> Consigne:
Présentez tous les enregistrements en CSV à deux colonnes nommées consigne et réponse, une ligne par enregistrement, avec son texte dans la première et sa réponse dans la seconde. Mettez chaque champ entre guillemets et remplacez les sauts de ligne par des espaces.
-*-*-
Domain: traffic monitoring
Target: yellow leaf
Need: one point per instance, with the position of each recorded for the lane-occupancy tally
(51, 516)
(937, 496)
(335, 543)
-*-*-
> Réponse:
consigne,réponse
"Domain: traffic monitoring Target: yellow leaf Need: one point per instance, with the position of each recorded for the lane-occupancy tally","(51, 516) (937, 496) (335, 543)"